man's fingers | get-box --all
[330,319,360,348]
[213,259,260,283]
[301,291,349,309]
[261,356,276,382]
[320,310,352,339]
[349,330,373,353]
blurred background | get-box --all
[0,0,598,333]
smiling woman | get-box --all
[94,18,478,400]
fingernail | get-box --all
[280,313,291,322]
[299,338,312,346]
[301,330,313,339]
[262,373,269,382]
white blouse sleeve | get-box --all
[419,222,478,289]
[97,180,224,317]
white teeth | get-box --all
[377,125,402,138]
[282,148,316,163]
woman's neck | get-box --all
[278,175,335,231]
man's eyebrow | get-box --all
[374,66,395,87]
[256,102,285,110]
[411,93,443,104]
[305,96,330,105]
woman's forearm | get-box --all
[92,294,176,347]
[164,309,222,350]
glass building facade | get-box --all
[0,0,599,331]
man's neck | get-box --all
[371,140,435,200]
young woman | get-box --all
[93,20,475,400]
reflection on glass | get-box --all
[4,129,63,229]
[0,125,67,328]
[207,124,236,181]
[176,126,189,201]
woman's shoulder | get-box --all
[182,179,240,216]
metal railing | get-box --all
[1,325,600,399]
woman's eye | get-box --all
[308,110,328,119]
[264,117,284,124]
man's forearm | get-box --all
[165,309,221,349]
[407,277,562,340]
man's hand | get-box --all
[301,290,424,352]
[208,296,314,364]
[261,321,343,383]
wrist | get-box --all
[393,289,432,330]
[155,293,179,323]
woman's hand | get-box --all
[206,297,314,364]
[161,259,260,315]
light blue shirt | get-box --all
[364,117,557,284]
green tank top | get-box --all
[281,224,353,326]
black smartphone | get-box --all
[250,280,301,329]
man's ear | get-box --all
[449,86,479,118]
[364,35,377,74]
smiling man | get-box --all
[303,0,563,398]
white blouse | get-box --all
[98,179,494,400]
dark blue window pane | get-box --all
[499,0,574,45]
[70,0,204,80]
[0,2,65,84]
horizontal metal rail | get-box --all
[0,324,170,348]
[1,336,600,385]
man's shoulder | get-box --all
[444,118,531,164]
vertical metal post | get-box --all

◆ ◆ ◆

- _What this task involves_
Output each line of the data exactly as it stands above.

- _Exercise solution_
man's fingers | get-box --all
[330,319,360,348]
[213,259,260,283]
[301,291,349,309]
[261,356,276,382]
[320,310,352,339]
[349,330,373,353]
blurred background | get-box --all
[0,0,598,333]
smiling woman | get-box --all
[94,18,478,400]
fingernail | get-box --all
[280,313,291,322]
[299,338,312,346]
[301,330,313,339]
[262,373,269,382]
white blouse sleeve | get-box --all
[419,222,478,289]
[97,180,224,317]
white teeth | get-box --all
[377,125,402,138]
[282,148,316,163]
woman's neck | get-box --all
[278,175,335,231]
man's eyebrow | get-box --all
[374,66,395,87]
[256,102,285,110]
[411,93,443,104]
[305,96,330,105]
woman's forearm | get-box --all
[92,294,176,347]
[164,309,222,350]
glass building facade | get-box --all
[0,0,599,331]
man's neck | get-box --all
[371,140,435,200]
young woman | get-box --all
[93,20,475,400]
reflection on glass | get-box --all
[4,129,63,229]
[0,125,67,328]
[207,124,236,181]
[176,126,189,201]
woman's shoulder | get-box --all
[182,179,240,216]
metal railing | get-box --all
[1,325,600,399]
woman's eye | get-box --all
[308,110,328,119]
[264,117,284,124]
man's forearm | get-box --all
[165,309,221,349]
[407,277,562,340]
man's hand | get-box --all
[301,290,424,352]
[208,296,314,364]
[261,321,343,383]
wrist | get-box --all
[393,289,432,330]
[155,293,179,323]
woman's hand | get-box --all
[206,297,314,364]
[161,259,260,315]
light blue shirt | get-box --all
[364,117,557,284]
green tank top | get-box --all
[281,224,353,326]
black smartphone | get-box --all
[250,280,301,329]
man's ear | get-box --all
[449,86,479,118]
[364,35,377,74]
smiling man | get-box --all
[303,0,563,398]
white blouse | get-box --all
[98,179,494,400]
dark blue window pane | get-box --all
[499,0,574,45]
[70,0,204,80]
[0,2,65,84]
horizontal metal rail | get-box --all
[0,324,170,348]
[1,336,600,385]
man's shoulder | get-box --all
[444,118,531,164]
vertical metal post | get-box --all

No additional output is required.